### Written exercise 1
Switch "Report" to "Answer" in the records from the line holding "Question: Where in this photograph is the white daisy" through the last line of the records, inclusive. Reproduce only those lines, with everything else in them unchanged.

### Source

# Minimum load on MLV transformer



## Ryanlacey (Mar 27, 2013)

Hi guys, 

I had a really interesting conversation with the tech support at Elco lighting the other day that I'm just dying to get some comments on. 

Setup involves ~15 year old Elco 4" IC low voltage recessed housings. On board 50 VA magnetic transformers designed to push MR16 Halogen. Very common setup in some parts of the country. Objective is to convert to Soraa MR16 LED lamps. No dimmer involved. 

Super easy right? Nope. 

For some reason I reached out to Elco tech support just to double check to see if they had any guidance on LED lamping, specific to the old trims I'm working with. I guess I was just feeling OCD that day. 

My mind was blown when the tech support guy said that my plan to install 7 or 8 watt Soraa Lamps powered by their MAGNETIC transformer was not good. He insisted that these transformers really needed to be loaded to something like 30 or 40 percent at the minumum (don't quote me on that number) and that they would overheat if under loaded. He went on to say they were designed for halogens, etc etc. I was just like "....HUH?!" I ended up calling back an hour later and debating him... he sort of started to lose his patience with me but held steadfast to his explanation. 

His suggestion was to remove the existing transformers and replace with ELV such as light tech LET-60. I know this driver / lamp combination to work well and I'm fine doing it, but it's really a waste of time and money in my opinion to change out a whole bunch of mag transformers. 

This is the most peculiar thing I've heard in a long time. I'm so accustomed to watching out for minimum loads when using solid state drivers, switches and dimmers. But I've NEVER heard of a minimum load requirement with a magnetic transformer and I don't agree with it one bit. Especially overheating by under loading. Sounds like complete nonsense to me, so I'm very eager to hear what people think on this. 

No disrespect intended towards Elco or their tech support department. I really appreciate their accessibility. 

RL


----------



## SWDweller (Dec 9, 2020)

I wish I could help. This is news to me, seems wrong but the only way to find out would be take a transformer and light load it and see if the temp climbed..


----------



## splatz (May 23, 2015)

I am not at all certain, but I am definitely thinking you're right to be doubtful, and he's wrong about magnetic transformers.



http://www.semperfipowersupply.com/kb/uploads/doc/cases/mag_diff_elec.pdf


----------



## gpop (May 14, 2018)

Transformer losses will be converted into heat. If you look at it based on cost to run then your transformer looses may be higher than your load. Add the extra cost to dissipate the heat and your led cost savings dropped from 32 watt per light to maybe less then 20. The higher the load the less the transformer looses count as a percentage towards the total load.


----------



## Almost Retired (Sep 14, 2021)

Ryanlacey said:


> Hi guys,
> 
> I had a really interesting conversation with the tech support at Elco lighting the other day that I'm just dying to get some comments on.
> 
> ...


Its been 4 months. Do you have an update? any kind of results ?


----------

### Records for the task
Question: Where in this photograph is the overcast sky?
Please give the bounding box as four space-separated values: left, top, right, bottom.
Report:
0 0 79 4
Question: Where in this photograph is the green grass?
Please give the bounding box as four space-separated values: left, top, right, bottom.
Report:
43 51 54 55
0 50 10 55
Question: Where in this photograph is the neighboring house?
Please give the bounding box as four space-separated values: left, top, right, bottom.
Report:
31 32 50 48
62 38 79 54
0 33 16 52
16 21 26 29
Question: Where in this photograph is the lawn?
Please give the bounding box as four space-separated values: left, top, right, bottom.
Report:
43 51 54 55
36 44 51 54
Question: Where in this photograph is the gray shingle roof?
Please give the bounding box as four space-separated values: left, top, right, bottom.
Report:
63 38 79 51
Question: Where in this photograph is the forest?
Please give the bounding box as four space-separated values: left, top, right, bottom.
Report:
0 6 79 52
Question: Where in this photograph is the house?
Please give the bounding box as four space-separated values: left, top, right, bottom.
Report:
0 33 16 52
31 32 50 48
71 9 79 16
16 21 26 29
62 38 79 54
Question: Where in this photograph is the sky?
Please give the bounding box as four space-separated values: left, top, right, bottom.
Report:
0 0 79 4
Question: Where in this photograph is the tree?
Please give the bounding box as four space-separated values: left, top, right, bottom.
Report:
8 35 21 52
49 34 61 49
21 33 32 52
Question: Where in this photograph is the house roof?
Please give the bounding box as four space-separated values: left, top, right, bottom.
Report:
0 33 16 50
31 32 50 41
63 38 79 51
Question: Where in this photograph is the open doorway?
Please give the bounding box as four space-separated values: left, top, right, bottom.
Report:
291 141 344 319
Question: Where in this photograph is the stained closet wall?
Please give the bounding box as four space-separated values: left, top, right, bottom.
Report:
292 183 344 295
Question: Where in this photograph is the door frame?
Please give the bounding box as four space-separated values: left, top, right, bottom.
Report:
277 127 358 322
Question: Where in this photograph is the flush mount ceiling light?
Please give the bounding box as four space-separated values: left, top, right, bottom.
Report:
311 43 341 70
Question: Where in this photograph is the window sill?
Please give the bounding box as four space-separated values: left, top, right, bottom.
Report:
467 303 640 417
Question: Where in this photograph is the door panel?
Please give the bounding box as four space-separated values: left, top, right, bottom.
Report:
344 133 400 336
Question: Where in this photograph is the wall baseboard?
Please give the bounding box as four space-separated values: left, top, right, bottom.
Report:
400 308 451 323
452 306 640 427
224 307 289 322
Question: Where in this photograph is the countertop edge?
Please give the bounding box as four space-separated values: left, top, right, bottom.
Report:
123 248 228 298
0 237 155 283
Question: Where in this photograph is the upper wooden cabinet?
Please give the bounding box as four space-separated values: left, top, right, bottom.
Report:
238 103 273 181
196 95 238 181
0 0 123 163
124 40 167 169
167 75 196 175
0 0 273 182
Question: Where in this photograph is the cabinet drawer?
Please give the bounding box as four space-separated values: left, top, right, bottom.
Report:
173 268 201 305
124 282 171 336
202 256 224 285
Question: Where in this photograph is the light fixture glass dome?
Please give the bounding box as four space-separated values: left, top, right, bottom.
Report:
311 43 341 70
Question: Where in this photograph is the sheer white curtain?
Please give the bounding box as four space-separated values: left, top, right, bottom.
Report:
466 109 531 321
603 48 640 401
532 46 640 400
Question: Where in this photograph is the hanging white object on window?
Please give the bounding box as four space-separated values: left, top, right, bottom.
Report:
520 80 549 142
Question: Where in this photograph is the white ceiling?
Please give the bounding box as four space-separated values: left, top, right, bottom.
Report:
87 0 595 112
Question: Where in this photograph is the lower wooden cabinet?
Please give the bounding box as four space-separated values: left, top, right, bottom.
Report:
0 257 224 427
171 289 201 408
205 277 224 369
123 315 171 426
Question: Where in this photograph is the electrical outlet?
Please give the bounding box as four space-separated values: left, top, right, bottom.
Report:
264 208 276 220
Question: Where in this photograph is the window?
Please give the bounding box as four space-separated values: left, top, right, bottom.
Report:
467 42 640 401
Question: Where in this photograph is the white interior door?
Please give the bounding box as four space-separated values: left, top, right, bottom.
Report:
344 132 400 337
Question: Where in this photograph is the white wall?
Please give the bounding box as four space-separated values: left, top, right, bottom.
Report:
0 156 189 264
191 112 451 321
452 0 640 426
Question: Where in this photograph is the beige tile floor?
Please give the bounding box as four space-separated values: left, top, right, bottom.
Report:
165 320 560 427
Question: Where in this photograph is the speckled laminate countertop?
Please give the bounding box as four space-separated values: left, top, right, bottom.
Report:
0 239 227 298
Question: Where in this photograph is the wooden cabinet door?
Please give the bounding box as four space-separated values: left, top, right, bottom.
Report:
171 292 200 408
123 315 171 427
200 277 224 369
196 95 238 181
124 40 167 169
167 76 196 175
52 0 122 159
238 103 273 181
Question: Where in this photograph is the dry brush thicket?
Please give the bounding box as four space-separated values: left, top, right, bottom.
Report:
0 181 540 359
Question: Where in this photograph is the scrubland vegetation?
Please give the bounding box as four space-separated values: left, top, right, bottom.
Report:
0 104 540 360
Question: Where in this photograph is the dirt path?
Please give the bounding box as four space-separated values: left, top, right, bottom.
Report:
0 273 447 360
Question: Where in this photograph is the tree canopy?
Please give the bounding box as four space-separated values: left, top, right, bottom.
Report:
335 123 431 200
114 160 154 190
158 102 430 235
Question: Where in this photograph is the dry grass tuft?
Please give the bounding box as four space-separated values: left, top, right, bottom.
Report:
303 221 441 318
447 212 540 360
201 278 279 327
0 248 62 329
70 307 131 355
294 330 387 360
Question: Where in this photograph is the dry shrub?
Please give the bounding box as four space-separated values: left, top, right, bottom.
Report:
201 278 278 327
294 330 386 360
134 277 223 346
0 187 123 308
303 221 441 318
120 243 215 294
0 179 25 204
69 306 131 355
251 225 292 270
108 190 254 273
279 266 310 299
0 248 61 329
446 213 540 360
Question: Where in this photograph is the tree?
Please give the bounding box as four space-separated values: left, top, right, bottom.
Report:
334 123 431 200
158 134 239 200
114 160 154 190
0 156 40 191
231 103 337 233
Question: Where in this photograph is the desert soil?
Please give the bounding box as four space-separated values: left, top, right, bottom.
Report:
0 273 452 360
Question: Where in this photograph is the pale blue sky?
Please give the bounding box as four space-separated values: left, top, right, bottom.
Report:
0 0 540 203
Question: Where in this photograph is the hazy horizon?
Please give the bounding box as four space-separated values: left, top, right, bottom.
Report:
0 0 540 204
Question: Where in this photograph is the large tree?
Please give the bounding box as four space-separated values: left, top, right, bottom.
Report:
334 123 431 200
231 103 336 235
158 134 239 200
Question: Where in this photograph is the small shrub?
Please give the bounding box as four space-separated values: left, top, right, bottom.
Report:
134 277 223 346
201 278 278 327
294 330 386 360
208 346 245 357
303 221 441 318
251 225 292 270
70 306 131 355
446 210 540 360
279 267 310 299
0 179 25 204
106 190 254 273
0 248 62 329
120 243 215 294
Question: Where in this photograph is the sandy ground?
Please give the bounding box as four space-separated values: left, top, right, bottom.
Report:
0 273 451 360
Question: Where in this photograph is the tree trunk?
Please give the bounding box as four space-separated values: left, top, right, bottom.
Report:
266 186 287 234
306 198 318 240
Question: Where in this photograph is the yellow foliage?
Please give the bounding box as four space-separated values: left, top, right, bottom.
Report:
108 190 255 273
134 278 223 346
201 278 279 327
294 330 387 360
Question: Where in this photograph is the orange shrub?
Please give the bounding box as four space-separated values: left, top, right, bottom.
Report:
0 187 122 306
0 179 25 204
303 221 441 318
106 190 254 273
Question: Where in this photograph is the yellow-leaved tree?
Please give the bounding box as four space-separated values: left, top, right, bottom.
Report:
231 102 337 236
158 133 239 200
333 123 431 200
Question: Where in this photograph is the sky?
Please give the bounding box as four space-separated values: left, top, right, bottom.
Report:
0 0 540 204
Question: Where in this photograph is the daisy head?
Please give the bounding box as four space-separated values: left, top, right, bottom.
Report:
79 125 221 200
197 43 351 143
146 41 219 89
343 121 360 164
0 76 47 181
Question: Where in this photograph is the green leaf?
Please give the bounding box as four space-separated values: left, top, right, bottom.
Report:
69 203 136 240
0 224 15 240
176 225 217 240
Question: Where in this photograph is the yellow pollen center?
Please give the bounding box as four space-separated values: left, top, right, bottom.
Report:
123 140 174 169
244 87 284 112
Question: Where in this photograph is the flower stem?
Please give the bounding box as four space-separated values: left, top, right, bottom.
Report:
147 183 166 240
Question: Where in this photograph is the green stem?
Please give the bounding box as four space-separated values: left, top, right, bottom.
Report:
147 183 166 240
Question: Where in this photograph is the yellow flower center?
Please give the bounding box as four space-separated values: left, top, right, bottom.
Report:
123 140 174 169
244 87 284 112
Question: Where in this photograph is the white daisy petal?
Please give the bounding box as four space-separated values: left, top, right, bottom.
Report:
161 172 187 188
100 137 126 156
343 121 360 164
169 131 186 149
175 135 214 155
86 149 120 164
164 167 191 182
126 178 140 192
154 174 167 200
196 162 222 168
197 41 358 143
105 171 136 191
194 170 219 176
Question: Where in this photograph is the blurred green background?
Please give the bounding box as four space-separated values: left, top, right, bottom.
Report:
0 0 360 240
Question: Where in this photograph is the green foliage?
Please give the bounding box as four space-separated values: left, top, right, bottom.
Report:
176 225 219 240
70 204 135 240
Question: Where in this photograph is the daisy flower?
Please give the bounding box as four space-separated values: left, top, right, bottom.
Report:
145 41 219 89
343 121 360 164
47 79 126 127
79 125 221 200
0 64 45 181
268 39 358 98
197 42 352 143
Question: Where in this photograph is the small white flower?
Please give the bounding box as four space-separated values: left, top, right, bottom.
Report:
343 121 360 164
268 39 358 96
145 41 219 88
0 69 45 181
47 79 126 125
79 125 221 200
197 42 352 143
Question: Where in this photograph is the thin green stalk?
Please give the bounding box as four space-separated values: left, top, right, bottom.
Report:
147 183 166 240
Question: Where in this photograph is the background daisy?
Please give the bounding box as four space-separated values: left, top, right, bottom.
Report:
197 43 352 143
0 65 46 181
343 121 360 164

### Written exercise 2
Output the forum thread on transformer minimum load word for word between "My mind was" and "of mag transformers.", inclusive.

### Written answer 1
Question: Where in this photograph is the white daisy petal?
Please give the bounding box as four space-separated values: left, top, right, bottom.
Answer:
161 172 187 188
100 137 126 156
343 121 360 164
169 131 186 149
175 135 214 155
86 149 120 164
164 167 191 182
126 178 140 192
154 174 167 200
196 162 222 168
197 41 358 143
105 171 136 191
194 170 219 176
Question: Where in this photograph is the blurred green background?
Please give the bounding box as four space-separated values: left, top, right, bottom.
Answer:
0 0 360 240
Question: Where in this photograph is the green foliage?
Please give the bounding box as four space-separated values: left, top, right, bottom.
Answer:
176 225 219 240
70 204 135 240
Question: Where in this photograph is the daisy flower?
Please give the bounding box as four space-separated values: left, top, right, bottom.
Answer:
145 41 219 89
343 121 360 164
47 79 126 127
79 125 221 200
0 64 45 181
268 39 358 98
197 42 352 143
Question: Where in this photograph is the small white flower?
Please give the bounding box as four space-separated values: left, top, right, bottom.
Answer:
343 121 360 164
268 39 358 96
145 41 219 88
0 69 45 181
47 79 126 125
79 125 221 200
197 42 352 143
Question: Where in this photograph is the thin green stalk?
Please give the bounding box as four space-separated values: left, top, right, bottom.
Answer:
147 183 166 240
Question: Where in this photograph is the background daisy?
Please give the bounding box as four space-separated values: left, top, right, bottom.
Answer:
197 43 352 143
0 65 46 181
343 121 360 164

### Written answer 2
My mind was blown when the tech support guy said that my plan to install 7 or 8 watt Soraa Lamps powered by their MAGNETIC transformer was not good. He insisted that these transformers really needed to be loaded to something like 30 or 40 percent at the minumum (don't quote me on that number) and that they would overheat if under loaded. He went on to say they were designed for halogens, etc etc. I was just like "....HUH?!" I ended up calling back an hour later and debating him... he sort of started to lose his patience with me but held steadfast to his explanation. 

His suggestion was to remove the existing transformers and replace with ELV such as light tech LET-60. I know this driver / lamp combination to work well and I'm fine doing it, but it's really a waste of time and money in my opinion to change out a whole bunch of mag transformers.